» **Recorded information**:

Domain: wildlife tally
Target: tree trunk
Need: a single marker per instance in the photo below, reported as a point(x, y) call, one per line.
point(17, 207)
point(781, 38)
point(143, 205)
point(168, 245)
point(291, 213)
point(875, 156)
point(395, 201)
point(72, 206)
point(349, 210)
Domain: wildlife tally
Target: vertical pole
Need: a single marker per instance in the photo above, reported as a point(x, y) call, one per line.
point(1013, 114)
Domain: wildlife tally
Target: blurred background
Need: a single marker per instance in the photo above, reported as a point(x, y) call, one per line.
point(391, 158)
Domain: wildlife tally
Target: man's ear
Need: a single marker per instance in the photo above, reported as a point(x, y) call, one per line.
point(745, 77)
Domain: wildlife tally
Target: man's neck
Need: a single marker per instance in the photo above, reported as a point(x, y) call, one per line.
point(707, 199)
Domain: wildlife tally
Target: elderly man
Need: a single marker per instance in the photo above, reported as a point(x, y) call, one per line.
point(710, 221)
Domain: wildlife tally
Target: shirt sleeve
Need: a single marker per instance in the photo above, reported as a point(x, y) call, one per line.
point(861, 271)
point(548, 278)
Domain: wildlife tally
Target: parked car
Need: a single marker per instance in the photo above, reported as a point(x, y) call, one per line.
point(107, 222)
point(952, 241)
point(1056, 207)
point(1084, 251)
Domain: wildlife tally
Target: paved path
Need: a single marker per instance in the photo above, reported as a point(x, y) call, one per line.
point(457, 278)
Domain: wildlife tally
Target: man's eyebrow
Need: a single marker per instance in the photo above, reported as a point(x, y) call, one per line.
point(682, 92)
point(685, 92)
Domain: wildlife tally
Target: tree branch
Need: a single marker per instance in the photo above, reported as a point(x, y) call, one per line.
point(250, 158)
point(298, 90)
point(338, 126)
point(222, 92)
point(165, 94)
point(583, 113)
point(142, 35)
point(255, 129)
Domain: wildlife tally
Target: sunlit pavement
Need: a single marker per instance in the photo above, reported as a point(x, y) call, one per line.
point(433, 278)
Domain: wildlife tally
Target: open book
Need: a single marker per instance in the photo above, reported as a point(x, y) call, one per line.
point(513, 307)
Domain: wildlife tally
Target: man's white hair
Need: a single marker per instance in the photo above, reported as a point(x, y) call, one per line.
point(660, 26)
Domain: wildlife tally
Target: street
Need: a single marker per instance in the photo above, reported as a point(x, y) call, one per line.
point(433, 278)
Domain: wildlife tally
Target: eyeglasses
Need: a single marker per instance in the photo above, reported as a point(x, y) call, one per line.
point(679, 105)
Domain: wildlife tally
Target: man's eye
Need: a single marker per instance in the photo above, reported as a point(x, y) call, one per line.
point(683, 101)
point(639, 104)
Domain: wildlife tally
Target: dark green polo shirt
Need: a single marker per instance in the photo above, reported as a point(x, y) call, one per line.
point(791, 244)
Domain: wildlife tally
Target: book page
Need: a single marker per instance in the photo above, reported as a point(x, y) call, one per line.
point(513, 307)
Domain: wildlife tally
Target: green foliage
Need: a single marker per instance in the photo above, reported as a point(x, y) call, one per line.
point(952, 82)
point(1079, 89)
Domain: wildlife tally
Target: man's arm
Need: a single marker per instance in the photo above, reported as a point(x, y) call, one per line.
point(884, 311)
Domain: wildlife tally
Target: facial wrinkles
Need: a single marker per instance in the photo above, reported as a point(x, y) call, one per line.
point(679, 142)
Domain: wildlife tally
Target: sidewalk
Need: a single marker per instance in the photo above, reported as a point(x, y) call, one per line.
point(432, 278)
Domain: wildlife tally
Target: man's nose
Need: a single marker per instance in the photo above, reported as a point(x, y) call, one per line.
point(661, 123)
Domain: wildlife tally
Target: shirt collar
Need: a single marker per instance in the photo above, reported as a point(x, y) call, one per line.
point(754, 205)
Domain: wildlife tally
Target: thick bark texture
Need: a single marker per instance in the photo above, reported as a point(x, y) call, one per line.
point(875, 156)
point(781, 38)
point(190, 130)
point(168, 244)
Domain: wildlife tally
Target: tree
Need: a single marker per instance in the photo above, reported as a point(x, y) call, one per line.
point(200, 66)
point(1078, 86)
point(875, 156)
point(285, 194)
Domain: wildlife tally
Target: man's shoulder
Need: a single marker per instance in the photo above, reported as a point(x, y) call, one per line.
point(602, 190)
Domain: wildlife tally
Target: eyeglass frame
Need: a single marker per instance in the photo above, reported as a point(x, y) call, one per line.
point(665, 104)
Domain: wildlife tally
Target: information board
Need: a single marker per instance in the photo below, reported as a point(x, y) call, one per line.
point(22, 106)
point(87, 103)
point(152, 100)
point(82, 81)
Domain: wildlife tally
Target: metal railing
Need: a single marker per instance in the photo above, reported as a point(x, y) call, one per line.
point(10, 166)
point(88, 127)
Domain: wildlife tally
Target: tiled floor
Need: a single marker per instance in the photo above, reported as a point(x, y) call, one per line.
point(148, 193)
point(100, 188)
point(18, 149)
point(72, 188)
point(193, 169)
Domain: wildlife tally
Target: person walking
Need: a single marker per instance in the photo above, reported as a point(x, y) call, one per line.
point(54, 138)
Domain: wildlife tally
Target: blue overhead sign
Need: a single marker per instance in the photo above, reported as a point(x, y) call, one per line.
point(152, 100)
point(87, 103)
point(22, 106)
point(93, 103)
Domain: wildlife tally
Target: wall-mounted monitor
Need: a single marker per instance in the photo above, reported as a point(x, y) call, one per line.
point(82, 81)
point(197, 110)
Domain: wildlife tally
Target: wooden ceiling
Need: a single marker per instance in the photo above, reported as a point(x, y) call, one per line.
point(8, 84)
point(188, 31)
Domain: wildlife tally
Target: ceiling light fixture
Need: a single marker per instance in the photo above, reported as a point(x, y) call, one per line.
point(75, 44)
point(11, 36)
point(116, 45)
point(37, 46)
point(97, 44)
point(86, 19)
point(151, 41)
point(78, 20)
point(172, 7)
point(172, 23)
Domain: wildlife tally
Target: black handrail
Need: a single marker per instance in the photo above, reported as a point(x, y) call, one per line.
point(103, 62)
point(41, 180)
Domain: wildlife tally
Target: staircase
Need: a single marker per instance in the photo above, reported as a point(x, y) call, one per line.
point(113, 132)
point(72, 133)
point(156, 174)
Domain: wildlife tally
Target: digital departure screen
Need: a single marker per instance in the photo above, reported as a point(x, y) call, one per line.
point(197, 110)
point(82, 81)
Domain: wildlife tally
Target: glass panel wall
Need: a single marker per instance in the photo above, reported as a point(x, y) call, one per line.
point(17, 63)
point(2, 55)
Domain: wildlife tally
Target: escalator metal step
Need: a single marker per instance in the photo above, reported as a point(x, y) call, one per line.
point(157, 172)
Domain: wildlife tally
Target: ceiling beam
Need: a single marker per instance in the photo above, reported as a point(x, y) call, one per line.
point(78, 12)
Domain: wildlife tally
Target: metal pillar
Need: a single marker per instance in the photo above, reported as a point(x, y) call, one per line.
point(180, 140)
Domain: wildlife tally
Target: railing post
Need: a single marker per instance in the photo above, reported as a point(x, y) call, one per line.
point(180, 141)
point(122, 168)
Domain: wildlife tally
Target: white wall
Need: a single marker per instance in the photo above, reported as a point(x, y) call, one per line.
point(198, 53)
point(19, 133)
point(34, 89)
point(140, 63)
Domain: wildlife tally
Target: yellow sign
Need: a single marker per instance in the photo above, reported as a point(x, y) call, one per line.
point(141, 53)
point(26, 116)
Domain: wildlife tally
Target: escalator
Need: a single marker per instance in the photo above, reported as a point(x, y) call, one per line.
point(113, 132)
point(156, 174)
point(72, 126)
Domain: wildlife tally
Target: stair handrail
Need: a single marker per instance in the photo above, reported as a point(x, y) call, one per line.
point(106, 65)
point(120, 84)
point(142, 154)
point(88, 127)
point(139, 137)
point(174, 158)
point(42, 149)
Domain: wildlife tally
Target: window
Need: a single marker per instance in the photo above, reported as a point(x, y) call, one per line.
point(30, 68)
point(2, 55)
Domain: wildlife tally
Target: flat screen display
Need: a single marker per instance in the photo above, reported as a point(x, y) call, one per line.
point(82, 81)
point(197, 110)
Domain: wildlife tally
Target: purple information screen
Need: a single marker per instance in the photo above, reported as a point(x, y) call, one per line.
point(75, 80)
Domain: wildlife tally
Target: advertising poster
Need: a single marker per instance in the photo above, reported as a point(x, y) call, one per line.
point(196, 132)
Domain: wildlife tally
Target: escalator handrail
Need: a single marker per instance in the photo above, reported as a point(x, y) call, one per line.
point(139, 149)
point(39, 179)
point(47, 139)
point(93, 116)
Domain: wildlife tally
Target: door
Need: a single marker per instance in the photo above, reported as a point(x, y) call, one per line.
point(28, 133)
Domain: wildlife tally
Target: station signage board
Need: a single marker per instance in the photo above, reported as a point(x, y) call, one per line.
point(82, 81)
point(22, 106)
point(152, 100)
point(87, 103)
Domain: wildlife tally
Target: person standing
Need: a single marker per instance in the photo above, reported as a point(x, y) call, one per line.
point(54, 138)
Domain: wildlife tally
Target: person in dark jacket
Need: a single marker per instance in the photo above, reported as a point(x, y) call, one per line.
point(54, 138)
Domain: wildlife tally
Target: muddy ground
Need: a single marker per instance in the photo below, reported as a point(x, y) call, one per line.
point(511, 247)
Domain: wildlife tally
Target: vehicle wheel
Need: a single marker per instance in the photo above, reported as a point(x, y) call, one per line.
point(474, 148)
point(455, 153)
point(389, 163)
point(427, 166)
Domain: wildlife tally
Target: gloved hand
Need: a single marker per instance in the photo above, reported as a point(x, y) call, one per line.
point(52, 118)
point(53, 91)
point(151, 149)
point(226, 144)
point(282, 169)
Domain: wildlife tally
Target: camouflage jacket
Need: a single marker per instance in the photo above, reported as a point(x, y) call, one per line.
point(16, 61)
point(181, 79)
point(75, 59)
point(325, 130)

---

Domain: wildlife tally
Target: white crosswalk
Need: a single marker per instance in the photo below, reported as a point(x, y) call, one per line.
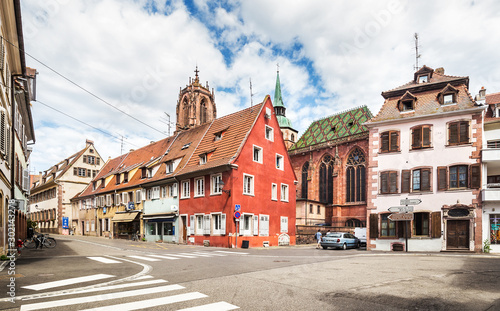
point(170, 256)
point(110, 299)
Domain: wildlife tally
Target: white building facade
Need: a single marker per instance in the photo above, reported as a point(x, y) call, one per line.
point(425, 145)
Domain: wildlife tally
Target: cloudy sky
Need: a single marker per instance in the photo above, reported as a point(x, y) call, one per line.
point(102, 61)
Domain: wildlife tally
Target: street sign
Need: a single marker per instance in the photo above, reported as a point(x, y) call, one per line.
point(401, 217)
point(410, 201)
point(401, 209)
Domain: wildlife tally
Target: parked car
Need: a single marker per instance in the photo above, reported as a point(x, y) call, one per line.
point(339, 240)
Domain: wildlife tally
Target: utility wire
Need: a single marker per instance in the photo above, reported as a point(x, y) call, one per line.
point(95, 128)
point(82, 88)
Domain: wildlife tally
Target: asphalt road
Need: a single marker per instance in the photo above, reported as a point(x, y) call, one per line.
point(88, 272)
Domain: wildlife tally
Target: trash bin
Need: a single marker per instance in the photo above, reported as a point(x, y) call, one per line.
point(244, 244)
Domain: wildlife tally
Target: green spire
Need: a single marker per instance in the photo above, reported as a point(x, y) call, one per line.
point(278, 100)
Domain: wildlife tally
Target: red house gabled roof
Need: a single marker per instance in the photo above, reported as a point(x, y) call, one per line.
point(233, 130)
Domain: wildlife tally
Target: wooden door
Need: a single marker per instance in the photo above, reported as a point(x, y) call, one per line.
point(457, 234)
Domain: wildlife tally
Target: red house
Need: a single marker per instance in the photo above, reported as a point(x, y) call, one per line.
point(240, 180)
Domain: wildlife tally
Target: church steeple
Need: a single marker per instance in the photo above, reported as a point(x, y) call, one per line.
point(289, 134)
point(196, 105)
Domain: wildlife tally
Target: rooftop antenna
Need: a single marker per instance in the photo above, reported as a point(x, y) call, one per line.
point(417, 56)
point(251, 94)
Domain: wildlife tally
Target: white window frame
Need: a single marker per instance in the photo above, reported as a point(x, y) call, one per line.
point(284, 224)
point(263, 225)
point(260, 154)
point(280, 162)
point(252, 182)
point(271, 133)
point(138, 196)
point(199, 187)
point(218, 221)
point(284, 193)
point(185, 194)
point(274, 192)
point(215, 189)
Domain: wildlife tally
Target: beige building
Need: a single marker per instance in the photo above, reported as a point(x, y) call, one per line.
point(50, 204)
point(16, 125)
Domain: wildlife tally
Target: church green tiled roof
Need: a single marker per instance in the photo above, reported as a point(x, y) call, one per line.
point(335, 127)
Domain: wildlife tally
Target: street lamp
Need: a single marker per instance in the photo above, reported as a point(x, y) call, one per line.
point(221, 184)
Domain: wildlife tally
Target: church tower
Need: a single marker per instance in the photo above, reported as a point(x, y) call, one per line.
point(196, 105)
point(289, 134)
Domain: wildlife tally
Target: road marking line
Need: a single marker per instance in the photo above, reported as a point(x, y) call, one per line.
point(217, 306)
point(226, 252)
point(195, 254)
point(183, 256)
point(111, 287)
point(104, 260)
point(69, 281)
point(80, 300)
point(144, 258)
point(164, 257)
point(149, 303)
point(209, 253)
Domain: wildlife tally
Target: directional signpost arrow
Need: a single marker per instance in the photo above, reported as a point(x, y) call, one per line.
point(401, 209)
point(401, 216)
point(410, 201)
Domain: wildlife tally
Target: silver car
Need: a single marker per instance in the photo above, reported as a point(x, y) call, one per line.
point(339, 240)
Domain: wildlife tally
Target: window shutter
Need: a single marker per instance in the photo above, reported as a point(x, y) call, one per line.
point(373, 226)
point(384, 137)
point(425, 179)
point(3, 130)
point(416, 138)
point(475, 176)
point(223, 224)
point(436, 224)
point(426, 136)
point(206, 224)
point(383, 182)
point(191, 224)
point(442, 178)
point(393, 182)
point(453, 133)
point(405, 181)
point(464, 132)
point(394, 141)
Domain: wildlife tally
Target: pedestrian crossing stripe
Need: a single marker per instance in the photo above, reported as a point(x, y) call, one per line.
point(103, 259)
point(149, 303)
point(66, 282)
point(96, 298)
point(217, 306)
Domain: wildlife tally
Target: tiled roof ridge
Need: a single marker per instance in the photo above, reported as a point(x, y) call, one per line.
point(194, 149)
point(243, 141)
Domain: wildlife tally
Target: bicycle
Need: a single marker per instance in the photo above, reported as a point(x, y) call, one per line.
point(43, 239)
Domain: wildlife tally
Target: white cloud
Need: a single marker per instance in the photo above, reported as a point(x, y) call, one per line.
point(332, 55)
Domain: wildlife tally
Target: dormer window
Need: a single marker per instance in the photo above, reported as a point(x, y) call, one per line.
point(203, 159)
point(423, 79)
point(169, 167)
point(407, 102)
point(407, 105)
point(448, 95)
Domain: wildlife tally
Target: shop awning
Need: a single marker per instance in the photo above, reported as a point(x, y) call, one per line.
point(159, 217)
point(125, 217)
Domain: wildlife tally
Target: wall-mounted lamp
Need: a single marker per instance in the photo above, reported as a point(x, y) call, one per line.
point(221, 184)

» **Exercise**:
Set aside each line above that includes the string "window" and report it.

» **Expected output**:
Target: window
Target: white window frame
Target: window shutter
Target: dormer window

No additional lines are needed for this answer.